**Directive 1**
Please reproduce the part of the wrestling text that begins at the words "Two years prior" and stops after "who was the superior wrestler.".

**Text excerpt**

··········

Zuspann entered the tournament as the #2 seed having just won the Big 12 title with an upset victory over Oklahoma’s Dave Schultz. Kinseth was the #3 seed, making his semi-final win a minor upset and paving the way for Iowa to win the closest team race in NCAA history.
Iowa 94.5 – Iowa State 94.
But there was a second chapter to this one. Kinseth would get pinfelled in the final while Zuspann would advance to the third-place match where he would meet an old, familiar, recently vanquished foe, Dave Schultz. A win, any kind of win, would do. Well, they wrestled this one tight. It ended 0-0 in regulation. Then it ended 1-1 in overtime (OT was a 1-1-1 mini bout). Who won?
Two years prior the NCAA had instituted criteria to decide the winner of a bout where overtime ended in a tie. There were eight criteria. And while it is hard to tell for sure1 it looks like this one came down to the 8th criteria:
“h. Other: If none of the above has produced a winner, the referee shall determine the winner, based on his opinion as to which wrestler was the superior wrestler.”
It is entirely possible that an NCAA title was determined by a referee’s opinion about who was the superior wrestler.
Of course, there were many other missed opportunities for Iowa State (they had no 167 as he missed weight at the conference tournament, ISU had two wrestlers lose in the final, etc.), but to lose a title by a coin flip had to leave a mark.
1956 Myron Roderick (Oklahoma State) dec. Bobby Lyons (Oklahoma) 130 Final

Myron Roderick with his first place plaque and team trophy. The trophy hides the A on his right shoulder to go with the M on his left.

··········

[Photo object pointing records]
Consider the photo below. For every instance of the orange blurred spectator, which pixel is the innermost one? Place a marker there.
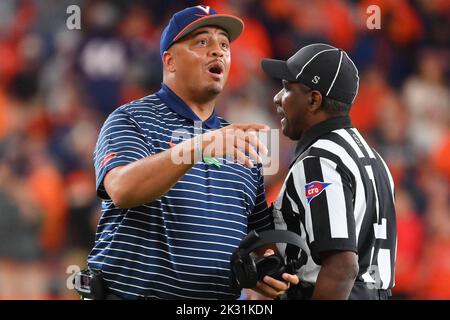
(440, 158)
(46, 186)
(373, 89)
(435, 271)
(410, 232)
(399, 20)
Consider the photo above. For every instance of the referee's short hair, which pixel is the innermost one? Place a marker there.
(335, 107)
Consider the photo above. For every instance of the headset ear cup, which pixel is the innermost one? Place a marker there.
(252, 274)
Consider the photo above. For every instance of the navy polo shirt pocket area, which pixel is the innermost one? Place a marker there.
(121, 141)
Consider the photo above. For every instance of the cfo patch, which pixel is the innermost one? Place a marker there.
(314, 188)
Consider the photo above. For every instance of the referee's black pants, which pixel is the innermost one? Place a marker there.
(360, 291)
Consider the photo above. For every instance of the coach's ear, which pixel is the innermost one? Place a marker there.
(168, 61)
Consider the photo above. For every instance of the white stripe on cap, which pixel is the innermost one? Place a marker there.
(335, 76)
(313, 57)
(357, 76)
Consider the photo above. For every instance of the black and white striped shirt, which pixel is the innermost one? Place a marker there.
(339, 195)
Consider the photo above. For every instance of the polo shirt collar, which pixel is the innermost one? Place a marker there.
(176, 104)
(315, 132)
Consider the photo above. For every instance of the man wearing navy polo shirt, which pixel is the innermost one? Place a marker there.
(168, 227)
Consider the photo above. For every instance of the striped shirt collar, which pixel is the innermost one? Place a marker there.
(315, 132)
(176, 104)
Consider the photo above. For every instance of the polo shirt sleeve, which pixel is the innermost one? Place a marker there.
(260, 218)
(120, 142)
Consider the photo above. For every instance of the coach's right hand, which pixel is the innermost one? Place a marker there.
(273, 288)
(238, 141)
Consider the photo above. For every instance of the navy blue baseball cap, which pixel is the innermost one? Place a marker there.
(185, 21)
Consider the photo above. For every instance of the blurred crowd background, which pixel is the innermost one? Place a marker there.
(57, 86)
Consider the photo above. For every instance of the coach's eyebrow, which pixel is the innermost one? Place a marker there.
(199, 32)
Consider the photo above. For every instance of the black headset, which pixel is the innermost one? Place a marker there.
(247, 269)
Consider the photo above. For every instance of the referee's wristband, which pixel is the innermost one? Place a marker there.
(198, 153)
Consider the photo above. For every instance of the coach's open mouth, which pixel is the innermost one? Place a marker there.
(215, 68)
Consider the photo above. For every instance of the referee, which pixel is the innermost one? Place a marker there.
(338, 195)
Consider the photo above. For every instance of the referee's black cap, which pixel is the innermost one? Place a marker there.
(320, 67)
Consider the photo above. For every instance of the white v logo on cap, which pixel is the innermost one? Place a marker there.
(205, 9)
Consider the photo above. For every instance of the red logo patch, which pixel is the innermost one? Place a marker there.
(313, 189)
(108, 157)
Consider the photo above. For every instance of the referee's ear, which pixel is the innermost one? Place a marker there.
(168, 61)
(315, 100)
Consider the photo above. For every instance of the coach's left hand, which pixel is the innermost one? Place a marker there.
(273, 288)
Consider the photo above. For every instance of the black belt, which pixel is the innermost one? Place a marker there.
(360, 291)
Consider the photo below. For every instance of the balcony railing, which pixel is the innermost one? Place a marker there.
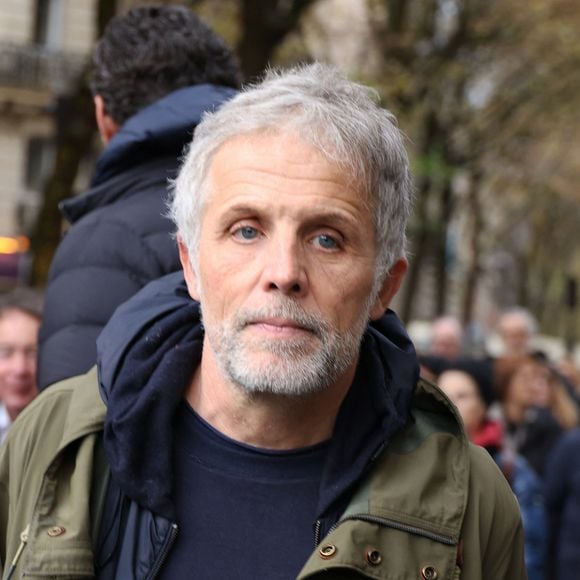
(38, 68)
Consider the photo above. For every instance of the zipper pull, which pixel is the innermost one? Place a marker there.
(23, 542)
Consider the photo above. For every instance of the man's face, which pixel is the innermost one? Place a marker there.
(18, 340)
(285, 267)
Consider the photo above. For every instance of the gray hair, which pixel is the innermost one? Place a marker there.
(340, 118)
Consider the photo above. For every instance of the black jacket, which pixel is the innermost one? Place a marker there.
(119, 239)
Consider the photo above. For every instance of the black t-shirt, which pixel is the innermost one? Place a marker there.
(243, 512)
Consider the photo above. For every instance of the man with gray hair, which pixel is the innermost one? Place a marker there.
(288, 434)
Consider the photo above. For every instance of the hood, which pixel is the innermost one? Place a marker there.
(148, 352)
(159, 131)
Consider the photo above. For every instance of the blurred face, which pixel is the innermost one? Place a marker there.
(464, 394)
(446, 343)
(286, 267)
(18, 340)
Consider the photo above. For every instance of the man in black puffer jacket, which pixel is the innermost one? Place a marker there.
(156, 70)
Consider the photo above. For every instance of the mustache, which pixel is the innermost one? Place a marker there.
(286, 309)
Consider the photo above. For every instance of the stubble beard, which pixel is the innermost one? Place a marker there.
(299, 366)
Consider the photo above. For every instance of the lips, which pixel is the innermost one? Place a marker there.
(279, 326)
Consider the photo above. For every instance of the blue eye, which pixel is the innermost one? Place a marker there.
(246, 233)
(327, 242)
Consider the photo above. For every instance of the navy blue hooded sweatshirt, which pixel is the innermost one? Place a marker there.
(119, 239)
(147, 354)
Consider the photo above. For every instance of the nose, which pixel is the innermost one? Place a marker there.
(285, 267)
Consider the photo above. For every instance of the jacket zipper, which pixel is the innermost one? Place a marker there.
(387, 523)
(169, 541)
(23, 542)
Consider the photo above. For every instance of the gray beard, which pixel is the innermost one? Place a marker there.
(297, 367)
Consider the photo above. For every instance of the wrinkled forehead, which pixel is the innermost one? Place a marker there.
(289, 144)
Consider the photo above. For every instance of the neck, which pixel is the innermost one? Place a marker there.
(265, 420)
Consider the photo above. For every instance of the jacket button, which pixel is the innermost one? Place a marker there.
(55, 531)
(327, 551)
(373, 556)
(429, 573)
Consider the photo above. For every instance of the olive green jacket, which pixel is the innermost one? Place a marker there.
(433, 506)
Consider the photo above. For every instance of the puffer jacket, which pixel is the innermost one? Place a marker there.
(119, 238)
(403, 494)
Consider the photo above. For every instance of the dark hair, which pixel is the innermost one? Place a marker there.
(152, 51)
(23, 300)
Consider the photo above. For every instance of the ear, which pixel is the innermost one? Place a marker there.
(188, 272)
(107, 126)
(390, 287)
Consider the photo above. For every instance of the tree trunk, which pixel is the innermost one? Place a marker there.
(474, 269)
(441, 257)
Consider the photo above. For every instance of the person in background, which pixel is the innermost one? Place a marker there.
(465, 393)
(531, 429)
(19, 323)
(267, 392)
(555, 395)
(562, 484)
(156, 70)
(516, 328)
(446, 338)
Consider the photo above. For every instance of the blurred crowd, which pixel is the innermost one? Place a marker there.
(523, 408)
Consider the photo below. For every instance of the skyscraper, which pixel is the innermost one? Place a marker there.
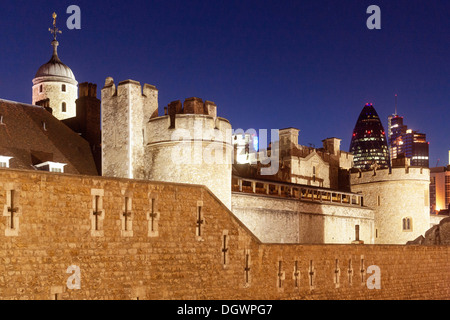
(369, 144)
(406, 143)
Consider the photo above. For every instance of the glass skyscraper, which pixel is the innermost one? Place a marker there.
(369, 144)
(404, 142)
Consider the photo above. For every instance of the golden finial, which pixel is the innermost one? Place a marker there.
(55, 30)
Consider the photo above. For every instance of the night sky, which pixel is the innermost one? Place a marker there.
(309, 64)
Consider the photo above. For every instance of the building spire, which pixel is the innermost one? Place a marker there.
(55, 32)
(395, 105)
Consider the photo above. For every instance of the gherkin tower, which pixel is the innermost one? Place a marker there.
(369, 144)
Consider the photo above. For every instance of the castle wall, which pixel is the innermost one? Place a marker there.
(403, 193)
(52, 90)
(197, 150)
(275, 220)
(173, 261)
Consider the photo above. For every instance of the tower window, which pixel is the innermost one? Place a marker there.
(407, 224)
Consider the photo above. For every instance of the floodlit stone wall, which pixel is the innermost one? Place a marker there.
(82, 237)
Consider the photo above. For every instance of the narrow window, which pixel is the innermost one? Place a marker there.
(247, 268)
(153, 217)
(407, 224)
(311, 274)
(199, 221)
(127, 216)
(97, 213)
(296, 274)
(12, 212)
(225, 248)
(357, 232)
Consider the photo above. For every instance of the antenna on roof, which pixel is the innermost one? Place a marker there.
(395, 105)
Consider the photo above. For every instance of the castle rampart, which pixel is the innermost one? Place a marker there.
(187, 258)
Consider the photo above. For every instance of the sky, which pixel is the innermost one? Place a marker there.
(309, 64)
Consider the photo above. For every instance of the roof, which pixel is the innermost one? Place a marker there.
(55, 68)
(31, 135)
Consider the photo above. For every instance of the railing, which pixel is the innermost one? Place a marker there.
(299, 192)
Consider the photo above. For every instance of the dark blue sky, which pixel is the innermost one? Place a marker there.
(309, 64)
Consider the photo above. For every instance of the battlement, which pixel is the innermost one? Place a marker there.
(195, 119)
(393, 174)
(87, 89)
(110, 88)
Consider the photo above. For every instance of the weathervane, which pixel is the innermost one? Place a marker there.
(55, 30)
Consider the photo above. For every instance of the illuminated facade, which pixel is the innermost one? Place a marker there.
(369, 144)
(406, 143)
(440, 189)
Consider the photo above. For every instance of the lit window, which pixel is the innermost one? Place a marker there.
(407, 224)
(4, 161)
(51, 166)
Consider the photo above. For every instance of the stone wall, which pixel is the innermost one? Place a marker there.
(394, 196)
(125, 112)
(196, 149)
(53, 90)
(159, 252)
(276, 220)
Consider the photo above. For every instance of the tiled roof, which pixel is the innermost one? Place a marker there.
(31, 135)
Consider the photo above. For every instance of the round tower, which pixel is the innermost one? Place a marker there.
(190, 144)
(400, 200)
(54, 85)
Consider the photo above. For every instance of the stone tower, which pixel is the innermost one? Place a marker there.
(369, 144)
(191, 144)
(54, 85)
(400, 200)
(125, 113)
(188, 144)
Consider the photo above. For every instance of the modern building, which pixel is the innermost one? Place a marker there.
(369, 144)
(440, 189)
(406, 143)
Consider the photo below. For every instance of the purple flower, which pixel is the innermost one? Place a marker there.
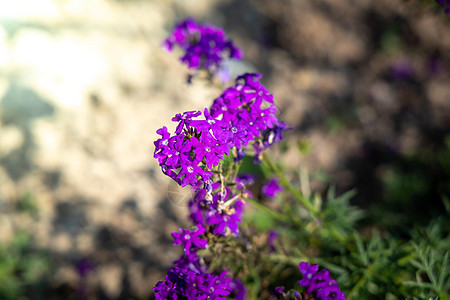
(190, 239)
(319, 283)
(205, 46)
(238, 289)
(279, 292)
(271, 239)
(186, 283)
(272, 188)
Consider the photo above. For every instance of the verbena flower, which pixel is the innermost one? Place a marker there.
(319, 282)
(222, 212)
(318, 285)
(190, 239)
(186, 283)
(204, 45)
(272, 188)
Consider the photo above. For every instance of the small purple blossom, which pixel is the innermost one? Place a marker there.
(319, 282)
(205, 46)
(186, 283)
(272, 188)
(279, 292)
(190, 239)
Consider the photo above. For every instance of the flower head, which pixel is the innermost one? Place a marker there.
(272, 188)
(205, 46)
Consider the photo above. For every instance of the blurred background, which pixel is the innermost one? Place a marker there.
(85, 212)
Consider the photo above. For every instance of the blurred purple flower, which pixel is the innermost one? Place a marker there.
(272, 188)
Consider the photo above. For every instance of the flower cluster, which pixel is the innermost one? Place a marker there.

··········

**Directive 2**
From the records above, select each line that contains the word "railing".

**Finished answer 1**
Two years prior the NCAA had instituted criteria to decide the winner of a bout where overtime ended in a tie. There were eight criteria. And while it is hard to tell for sure1 it looks like this one came down to the 8th criteria:
“h. Other: If none of the above has produced a winner, the referee shall determine the winner, based on his opinion as to which wrestler was the superior wrestler.”
It is entirely possible that an NCAA title was determined by a referee’s opinion about who was the superior wrestler.

**Finished answer 2**
Consider the photo below. For every instance of the balcony railing, which pixel is the innermost one? Place a marker there.
Consider the photo above. For every instance of the railing, which pixel is the innermost one? Place a marker there.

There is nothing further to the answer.